BEGIN AVAILABLE DATA

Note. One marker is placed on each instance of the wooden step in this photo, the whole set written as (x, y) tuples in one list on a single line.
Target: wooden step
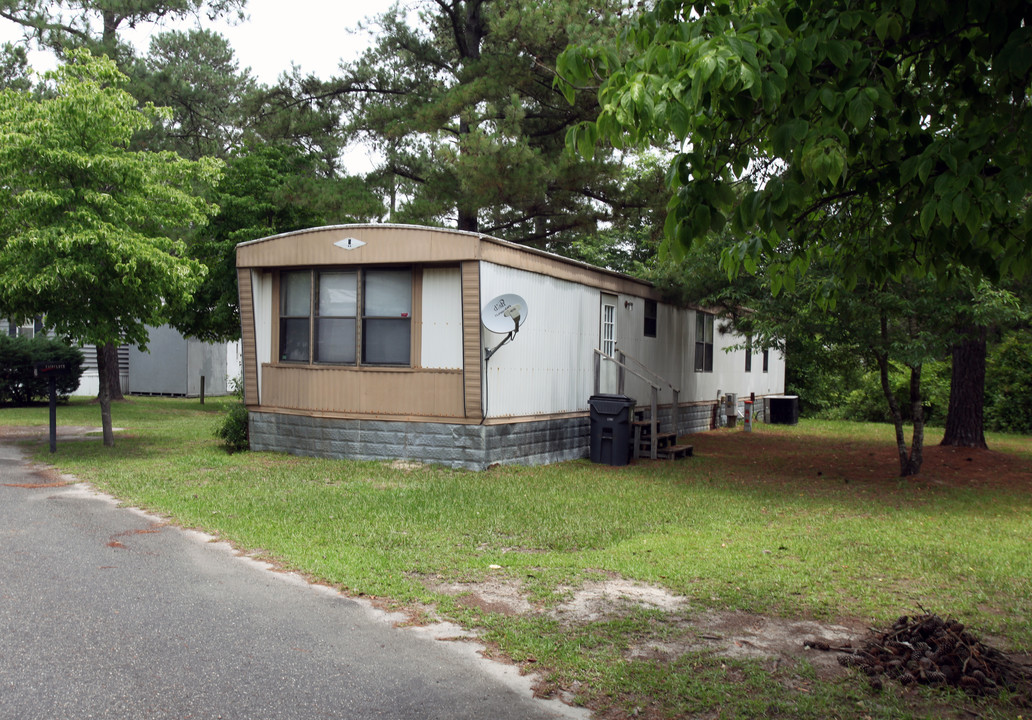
[(677, 451), (663, 440)]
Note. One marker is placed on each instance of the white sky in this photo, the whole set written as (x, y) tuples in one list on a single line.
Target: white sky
[(315, 34)]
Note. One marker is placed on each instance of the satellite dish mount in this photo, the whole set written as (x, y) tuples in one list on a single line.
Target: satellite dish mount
[(504, 315)]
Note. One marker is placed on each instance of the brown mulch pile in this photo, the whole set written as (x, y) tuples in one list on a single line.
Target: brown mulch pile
[(928, 650)]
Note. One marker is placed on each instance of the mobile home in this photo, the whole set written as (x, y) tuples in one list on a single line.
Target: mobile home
[(382, 341)]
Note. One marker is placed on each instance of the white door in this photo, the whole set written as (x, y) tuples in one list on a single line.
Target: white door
[(607, 344)]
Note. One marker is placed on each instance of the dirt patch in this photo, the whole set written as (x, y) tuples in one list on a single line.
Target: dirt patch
[(744, 635), (598, 600), (42, 432), (753, 457)]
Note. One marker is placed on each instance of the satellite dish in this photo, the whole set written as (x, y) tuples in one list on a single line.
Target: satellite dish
[(505, 314)]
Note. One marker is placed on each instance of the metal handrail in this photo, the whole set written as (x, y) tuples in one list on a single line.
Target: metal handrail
[(654, 399)]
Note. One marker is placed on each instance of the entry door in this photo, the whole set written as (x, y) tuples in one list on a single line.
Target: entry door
[(607, 344)]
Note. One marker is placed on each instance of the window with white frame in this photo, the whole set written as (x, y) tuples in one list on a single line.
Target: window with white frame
[(326, 305), (704, 341), (651, 313), (609, 329)]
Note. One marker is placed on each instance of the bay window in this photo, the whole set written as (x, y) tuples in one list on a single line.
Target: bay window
[(326, 305)]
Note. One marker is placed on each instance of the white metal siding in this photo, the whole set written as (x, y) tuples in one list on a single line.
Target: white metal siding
[(549, 365), (442, 344)]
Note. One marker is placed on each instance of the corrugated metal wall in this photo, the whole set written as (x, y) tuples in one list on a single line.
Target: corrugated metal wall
[(548, 367)]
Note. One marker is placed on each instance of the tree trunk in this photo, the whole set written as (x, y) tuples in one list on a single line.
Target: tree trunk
[(909, 459), (894, 408), (104, 396), (468, 220), (114, 372), (967, 392), (917, 413)]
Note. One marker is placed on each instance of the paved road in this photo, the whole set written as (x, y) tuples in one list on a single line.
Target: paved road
[(106, 613)]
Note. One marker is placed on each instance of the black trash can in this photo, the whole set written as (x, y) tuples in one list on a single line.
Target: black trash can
[(783, 410), (611, 428)]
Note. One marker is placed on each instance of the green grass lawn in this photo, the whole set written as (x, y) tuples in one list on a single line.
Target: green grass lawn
[(735, 528)]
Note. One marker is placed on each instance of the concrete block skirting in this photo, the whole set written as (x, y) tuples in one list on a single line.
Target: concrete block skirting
[(471, 447)]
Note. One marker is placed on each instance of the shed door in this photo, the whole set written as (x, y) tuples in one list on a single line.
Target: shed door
[(607, 344)]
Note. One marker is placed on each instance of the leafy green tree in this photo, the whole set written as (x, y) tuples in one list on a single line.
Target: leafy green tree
[(892, 132), (87, 224), (13, 67), (1009, 380), (60, 25), (266, 190), (196, 75), (459, 102)]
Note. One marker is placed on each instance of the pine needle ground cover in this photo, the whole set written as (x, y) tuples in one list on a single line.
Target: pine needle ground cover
[(660, 589)]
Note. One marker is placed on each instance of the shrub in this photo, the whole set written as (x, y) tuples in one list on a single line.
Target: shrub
[(867, 401), (232, 430), (19, 385), (1008, 385)]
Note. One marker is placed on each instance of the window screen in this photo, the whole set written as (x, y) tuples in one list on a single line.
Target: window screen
[(609, 330), (336, 313), (295, 311), (704, 342)]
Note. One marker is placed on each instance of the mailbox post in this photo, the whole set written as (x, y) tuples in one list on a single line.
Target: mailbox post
[(51, 370)]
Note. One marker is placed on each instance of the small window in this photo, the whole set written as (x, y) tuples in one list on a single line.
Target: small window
[(650, 317), (320, 312), (704, 342), (335, 317), (295, 313), (609, 329)]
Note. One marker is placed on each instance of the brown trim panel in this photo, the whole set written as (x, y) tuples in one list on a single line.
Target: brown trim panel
[(472, 348), (353, 390), (248, 341)]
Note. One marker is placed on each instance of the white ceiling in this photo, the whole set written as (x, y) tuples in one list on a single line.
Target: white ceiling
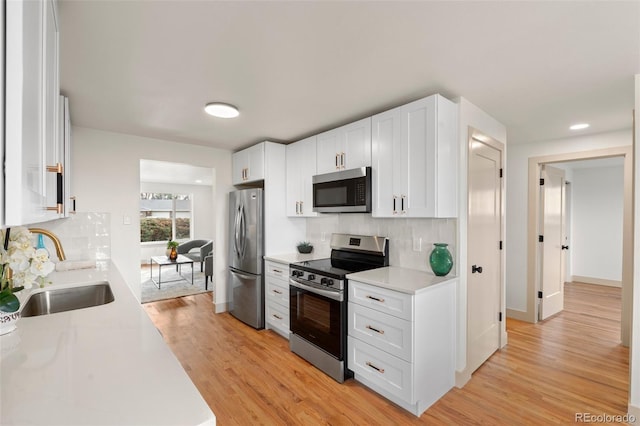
[(296, 68)]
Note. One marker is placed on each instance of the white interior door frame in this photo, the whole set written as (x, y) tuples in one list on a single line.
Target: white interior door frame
[(535, 164)]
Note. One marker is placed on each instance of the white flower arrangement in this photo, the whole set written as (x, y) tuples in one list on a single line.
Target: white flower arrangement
[(29, 266)]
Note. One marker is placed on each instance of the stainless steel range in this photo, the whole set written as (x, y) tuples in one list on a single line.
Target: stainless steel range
[(318, 300)]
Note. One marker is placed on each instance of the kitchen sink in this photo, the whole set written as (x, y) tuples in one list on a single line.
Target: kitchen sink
[(67, 299)]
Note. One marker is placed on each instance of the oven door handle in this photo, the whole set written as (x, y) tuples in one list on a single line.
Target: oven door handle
[(326, 293)]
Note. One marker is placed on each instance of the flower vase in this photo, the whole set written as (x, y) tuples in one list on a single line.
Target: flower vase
[(440, 259), (173, 255), (8, 321)]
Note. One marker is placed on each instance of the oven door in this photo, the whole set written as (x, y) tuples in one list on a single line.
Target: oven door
[(318, 316)]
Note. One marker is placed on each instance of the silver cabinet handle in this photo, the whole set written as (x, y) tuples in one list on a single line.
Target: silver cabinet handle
[(378, 369), (375, 329)]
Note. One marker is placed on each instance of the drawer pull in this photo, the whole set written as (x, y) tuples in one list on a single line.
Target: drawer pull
[(378, 369), (375, 329)]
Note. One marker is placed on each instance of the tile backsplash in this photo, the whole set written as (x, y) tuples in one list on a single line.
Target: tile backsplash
[(402, 234), (84, 236)]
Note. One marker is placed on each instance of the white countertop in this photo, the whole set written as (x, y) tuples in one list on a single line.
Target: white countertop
[(404, 280), (294, 257), (105, 365)]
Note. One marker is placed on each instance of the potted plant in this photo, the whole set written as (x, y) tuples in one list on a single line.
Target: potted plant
[(172, 247), (305, 247), (21, 266)]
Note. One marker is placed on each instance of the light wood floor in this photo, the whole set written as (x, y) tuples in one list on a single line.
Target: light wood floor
[(572, 363)]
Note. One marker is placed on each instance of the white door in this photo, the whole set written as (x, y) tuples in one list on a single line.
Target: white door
[(551, 293), (484, 279)]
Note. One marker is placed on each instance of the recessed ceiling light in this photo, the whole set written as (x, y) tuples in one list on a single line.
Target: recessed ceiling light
[(579, 126), (221, 110)]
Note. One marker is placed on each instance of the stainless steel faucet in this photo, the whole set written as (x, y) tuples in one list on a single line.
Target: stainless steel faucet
[(52, 237)]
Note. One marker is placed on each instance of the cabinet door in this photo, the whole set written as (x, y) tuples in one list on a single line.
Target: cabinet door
[(25, 160), (419, 137), (386, 164), (301, 166), (255, 166), (239, 163), (356, 144), (328, 151), (51, 100)]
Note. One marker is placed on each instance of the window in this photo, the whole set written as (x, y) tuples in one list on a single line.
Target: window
[(165, 217)]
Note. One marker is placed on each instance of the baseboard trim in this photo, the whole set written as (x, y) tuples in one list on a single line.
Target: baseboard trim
[(519, 315), (462, 377), (220, 307), (634, 411), (596, 281)]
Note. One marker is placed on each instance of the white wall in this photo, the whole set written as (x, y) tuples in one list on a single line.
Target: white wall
[(597, 208), (401, 233), (634, 356), (106, 178), (517, 201), (202, 225)]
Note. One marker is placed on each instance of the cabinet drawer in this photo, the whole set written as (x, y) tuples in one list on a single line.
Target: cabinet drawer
[(384, 331), (277, 318), (276, 292), (382, 300), (381, 369), (277, 270)]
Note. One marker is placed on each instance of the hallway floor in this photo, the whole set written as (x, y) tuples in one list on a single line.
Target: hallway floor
[(547, 374)]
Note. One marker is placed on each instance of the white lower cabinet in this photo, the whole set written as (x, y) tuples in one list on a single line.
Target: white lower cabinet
[(277, 297), (402, 345)]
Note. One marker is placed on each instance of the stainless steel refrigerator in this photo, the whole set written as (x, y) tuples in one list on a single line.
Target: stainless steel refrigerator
[(246, 248)]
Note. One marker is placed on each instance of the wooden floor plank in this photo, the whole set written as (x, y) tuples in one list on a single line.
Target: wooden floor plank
[(548, 372)]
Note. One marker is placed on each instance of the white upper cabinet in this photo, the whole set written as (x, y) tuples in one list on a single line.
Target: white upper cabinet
[(31, 110), (248, 165), (347, 147), (415, 160), (301, 166)]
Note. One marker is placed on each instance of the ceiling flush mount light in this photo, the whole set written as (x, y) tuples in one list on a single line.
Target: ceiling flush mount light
[(218, 109), (579, 126)]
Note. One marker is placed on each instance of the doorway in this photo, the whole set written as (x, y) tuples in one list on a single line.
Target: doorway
[(484, 246), (534, 259), (176, 203)]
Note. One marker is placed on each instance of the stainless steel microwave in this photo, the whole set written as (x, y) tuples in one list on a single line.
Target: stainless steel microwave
[(346, 191)]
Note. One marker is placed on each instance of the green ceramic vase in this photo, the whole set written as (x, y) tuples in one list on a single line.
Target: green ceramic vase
[(440, 259)]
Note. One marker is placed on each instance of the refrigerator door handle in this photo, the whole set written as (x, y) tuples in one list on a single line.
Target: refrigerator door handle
[(243, 231), (237, 232), (243, 276)]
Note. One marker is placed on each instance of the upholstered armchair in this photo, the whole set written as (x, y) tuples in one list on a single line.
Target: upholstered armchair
[(196, 250)]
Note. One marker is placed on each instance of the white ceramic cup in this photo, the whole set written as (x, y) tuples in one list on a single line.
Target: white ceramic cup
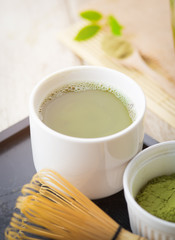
[(152, 162), (94, 165)]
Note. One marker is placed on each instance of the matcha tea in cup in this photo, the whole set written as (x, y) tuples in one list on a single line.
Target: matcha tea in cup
[(87, 123)]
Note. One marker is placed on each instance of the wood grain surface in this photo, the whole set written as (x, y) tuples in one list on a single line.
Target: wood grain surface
[(30, 48)]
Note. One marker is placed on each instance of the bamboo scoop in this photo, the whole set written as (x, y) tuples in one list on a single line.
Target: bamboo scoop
[(120, 49), (51, 208)]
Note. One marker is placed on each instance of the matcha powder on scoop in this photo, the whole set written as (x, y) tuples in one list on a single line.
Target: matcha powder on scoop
[(158, 197)]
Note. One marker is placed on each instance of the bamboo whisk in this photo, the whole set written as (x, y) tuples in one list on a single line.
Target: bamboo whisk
[(51, 208)]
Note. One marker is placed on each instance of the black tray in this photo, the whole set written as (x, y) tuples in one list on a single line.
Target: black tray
[(16, 169)]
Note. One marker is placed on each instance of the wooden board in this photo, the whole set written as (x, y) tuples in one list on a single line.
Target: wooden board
[(147, 25)]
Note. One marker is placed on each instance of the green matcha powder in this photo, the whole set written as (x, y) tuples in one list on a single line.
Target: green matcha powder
[(158, 197)]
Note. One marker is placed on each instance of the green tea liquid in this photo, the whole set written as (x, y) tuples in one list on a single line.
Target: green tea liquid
[(86, 114)]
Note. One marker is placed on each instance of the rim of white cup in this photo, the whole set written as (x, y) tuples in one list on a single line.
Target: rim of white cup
[(78, 139), (129, 197)]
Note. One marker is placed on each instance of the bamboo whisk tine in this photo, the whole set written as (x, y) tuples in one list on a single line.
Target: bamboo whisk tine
[(51, 208)]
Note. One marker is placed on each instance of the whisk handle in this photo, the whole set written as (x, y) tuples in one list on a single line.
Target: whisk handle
[(122, 234)]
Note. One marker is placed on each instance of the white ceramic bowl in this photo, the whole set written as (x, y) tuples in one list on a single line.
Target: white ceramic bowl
[(94, 165), (154, 161)]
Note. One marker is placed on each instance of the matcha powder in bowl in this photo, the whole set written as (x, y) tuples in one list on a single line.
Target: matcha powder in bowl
[(158, 197)]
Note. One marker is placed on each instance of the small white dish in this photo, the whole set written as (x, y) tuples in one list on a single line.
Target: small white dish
[(154, 161)]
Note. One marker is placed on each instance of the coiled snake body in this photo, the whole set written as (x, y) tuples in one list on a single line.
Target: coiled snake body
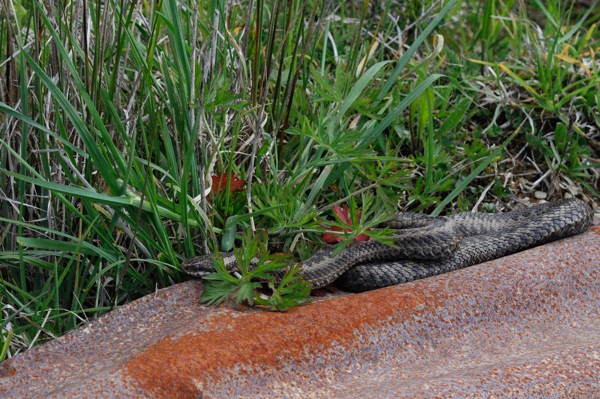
[(426, 246)]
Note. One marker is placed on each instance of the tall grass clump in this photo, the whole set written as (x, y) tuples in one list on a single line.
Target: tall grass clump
[(135, 135)]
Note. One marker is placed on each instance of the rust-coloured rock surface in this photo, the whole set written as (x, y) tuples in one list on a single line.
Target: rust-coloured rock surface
[(526, 325)]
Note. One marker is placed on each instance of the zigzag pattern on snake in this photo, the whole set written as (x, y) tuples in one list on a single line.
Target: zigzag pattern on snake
[(426, 246)]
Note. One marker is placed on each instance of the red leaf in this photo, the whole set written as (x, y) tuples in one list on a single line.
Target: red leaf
[(221, 182)]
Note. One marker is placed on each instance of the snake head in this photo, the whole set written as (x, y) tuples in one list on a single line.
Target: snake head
[(199, 266)]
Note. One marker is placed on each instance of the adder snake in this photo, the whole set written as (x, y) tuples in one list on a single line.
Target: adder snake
[(426, 246)]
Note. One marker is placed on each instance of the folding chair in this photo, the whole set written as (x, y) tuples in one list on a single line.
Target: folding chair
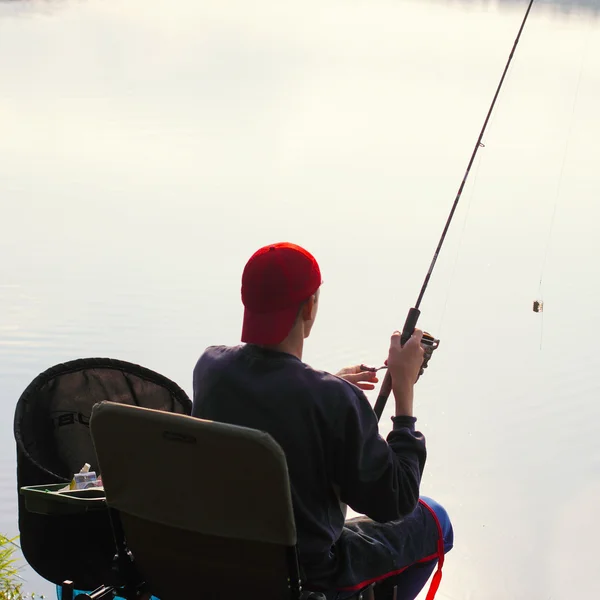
[(205, 507)]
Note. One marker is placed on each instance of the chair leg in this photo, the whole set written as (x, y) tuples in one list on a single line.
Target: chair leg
[(66, 590), (368, 593)]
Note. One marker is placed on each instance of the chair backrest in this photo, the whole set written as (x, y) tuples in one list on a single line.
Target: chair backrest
[(206, 507)]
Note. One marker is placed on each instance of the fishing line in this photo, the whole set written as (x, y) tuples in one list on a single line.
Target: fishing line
[(461, 237), (453, 273), (560, 180), (414, 313)]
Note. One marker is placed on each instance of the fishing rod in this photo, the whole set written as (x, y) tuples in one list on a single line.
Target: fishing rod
[(428, 342)]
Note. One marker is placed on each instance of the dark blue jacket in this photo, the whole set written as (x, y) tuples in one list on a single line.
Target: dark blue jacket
[(329, 434)]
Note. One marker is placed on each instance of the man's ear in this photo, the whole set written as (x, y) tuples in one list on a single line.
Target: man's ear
[(307, 309)]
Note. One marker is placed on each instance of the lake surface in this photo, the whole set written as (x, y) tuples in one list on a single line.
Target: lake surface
[(147, 149)]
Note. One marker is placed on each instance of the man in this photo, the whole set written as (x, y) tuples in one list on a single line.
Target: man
[(329, 434)]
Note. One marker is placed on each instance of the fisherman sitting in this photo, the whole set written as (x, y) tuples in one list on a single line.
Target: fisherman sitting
[(329, 433)]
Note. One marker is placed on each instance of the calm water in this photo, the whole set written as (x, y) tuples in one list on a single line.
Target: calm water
[(147, 149)]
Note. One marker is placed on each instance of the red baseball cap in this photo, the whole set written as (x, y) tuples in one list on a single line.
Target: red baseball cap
[(275, 282)]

END AVAILABLE DATA

> [ACTIVITY]
What you return must match, line for line, the data from the line containing "Target: calm water" to its end, both ends included.

> [OUTPUT FOR THIS EXERCISE]
Target: calm water
[(147, 149)]
Note. One marker is placed on each instance of the red baseball cap in this photo, the whole set written as (x, y) tuples in one list on a single line.
Target: red baseball cap
[(275, 282)]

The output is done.